PETUNJUK PENGERJAAN →
1/ Jawablah pertanyaan berikut berdasarkan artikel tentang duduk dan penuaan pada wanita.
(a) Lembaga apa yang melakukan studi tersebut?
(b) Berapa jumlah wanita yang diteliti?
(c) Berapa tahun lebih tua sel-sel wanita yang lebih banyak duduk dan jarang berolahraga dibandingkan usia aslinya?
2/ Teruskan artikel tentang duduk dan penuaan pada wanita, dimulai setelah kalimat terakhirnya.

TEKS HALAMAN →
"""

Studi Membuktikan, Terlalu Banyak Duduk Bikin Wanita Lebih Cepat Tua

Ilustrasi. (Dok: net)
Ilustrasi. (Dok: net)

TitikNOL - Studi yang dilakukan Fakultas Kedokteran Universitas California menemukan bahwa wanita yang terlalu banyak duduk, dan jarang berolahraga, lebih cepat tua.

Penelitian itu dilakukan terhadap 1500 wanita paruh baya, berusia antara 64 hingga 95 tahun. Mereka diwajibkan menjawab kuesioner dan mengenakan alat untuk mengukur tingkat aktivitas harian mereka.

Dari hasil penelitian, ditemukan bahwa mereka yang lebih banyak duduk dan jarang berolahraga, sel-selnya lebih tua 8 tahun dibanding usia aslinya.

“Studi kami membuktikan bahwa sel lebih cepat bertambah tua jika mereka jarang berolahraga. Hal itu menunjukkan bahwa usia kronologis tidak selalu sesuai dengan usia biologis,” tutur ketua studi Aladdin Shadyab, dilansir WebMD.

"""

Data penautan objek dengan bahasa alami
"""

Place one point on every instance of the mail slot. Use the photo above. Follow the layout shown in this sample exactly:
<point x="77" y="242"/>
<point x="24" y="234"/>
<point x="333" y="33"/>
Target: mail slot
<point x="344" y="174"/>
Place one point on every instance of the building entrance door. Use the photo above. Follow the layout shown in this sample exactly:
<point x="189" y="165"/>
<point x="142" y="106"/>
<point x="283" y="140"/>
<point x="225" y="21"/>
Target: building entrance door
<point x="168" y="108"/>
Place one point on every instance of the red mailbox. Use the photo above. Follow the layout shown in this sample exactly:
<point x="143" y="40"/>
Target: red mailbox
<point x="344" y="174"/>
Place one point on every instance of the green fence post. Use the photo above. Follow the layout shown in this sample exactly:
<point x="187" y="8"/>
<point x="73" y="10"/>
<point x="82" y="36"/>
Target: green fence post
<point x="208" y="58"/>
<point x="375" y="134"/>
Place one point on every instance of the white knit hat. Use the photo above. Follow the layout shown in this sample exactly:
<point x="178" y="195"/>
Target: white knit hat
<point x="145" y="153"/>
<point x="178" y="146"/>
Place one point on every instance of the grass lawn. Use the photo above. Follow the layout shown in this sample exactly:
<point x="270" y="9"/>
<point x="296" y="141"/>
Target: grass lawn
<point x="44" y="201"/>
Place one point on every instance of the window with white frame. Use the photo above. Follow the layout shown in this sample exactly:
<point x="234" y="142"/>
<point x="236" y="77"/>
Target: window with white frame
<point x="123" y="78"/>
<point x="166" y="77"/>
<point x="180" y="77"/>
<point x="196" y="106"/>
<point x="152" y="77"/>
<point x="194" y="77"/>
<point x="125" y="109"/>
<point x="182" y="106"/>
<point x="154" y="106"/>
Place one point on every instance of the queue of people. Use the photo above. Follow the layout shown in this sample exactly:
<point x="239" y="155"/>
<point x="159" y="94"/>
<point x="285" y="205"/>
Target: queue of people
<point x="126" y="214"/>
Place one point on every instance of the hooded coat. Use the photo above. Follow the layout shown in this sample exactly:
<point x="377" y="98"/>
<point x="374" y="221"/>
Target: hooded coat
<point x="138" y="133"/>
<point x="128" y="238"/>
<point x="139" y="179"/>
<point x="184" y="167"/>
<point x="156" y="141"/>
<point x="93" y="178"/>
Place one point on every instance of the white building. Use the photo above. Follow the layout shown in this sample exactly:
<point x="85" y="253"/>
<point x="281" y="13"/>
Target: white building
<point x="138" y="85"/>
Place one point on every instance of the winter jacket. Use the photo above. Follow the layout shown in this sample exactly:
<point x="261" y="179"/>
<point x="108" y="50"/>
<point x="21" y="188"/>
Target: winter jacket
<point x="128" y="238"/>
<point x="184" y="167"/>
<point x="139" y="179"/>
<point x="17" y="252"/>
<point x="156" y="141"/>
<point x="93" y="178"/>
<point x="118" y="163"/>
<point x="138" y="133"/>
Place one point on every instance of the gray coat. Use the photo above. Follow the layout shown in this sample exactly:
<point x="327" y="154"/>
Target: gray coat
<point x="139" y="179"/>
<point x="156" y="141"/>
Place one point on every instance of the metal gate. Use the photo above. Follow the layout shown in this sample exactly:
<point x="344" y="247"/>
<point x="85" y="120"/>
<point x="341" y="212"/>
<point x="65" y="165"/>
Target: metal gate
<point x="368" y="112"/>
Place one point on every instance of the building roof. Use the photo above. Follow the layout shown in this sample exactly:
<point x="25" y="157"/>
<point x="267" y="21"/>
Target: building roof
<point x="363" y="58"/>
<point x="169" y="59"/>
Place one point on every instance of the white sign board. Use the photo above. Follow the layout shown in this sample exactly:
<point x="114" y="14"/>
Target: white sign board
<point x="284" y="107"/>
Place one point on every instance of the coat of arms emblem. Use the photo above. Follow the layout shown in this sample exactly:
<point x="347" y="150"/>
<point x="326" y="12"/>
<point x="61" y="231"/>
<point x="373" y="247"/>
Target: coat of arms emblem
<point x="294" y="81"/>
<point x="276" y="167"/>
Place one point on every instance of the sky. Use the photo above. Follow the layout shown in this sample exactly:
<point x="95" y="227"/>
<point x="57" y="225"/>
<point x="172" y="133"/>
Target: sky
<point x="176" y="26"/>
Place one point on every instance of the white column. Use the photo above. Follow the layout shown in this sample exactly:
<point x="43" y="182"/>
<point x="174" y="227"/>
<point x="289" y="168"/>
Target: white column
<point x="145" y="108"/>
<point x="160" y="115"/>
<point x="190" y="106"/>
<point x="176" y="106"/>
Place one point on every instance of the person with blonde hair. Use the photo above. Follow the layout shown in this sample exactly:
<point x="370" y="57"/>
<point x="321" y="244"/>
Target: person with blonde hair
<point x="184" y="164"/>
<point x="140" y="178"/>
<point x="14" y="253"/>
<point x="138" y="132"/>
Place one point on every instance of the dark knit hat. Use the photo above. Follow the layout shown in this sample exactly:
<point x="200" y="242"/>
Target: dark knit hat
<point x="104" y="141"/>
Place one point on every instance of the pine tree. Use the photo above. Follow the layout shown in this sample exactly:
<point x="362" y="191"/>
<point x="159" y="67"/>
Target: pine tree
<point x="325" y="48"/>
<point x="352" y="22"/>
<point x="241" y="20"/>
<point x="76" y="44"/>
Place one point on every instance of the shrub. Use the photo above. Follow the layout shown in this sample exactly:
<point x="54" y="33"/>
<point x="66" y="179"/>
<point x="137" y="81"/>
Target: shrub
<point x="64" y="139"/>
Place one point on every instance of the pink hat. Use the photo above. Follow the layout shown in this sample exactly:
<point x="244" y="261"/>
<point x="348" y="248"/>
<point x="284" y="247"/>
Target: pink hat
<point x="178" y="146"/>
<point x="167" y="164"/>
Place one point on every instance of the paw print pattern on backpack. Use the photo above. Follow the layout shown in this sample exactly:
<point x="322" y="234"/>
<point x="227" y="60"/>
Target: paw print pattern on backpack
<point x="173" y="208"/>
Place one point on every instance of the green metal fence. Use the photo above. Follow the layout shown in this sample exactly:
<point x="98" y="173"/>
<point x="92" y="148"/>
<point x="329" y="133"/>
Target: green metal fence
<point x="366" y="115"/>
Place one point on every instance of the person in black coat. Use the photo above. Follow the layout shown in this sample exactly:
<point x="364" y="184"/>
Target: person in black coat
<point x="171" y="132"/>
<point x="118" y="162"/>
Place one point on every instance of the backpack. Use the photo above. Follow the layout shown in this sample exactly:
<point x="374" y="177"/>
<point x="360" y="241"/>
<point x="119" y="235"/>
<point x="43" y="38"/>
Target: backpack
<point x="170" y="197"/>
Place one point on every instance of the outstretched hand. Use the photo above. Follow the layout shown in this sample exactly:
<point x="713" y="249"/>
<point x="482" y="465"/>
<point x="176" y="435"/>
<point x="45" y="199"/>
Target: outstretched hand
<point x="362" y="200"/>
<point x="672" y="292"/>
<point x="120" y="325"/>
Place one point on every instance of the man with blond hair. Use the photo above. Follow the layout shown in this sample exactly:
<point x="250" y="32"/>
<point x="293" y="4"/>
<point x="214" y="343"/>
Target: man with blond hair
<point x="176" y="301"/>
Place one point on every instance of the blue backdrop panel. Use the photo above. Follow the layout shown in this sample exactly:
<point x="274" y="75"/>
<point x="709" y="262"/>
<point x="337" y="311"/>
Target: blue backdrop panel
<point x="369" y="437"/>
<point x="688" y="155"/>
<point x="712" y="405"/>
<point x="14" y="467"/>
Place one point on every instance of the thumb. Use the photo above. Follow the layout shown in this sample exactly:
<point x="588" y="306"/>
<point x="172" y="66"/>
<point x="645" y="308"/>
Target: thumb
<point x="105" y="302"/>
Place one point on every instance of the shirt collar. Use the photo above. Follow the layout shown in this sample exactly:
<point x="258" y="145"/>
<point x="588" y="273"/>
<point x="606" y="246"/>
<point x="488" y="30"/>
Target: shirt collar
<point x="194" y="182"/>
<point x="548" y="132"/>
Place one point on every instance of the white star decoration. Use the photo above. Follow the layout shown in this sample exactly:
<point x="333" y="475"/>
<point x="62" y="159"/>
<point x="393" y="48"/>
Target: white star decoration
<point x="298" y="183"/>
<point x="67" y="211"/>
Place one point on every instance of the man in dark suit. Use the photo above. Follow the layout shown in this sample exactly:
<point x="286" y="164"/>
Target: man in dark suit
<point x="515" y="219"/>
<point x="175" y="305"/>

"""

JAWABAN TUGAS →
1/
(a) Fakultas Kedokteran Universitas California.
(b) 1500 wanita.
(c) 8 tahun.

2/
Meskipun demikian, Shadyab menyebut bahwa penelitian itu tidak mencari tahu sebab-akibat antara penuaan dini dan kurang olahraga.

“Tapi, penelitian ini menunjukkan bahwa olahraga memang penting dan harus dimulai sejak usia muda, lalu dilakukan secara teratur, menjadi bagian dari keseharian hingga usia tua,” papar Shadyab.

Lebih lanjut, Shadyab menemukan bahwa wanita yang duduk lebih dari 10 jam per hari, punya ukuran telomer atau pelindung kromosom yang memendek. Padahal, telomer berfungsi melindungi kromosom dari kerusakan.

“Telomer secara alami memang memendek seiring bertambahnya usia, tapi gaya hidup juga ternyata bisa memengaruhi telomer,” ujar Shadyab, yang menyebut telomer yang lebih pendek bisa meningkatkan risiko serangan jantung, diabetes, serta kanker.

“Kami menemukan bahwa wanita yang lebih banyak duduk, punya ukuran telomer lebih pendek,” urai Shadyab.

Tapi, hal itu tidak terjadi jika mereka berolahraga minimal 30 menit sehari.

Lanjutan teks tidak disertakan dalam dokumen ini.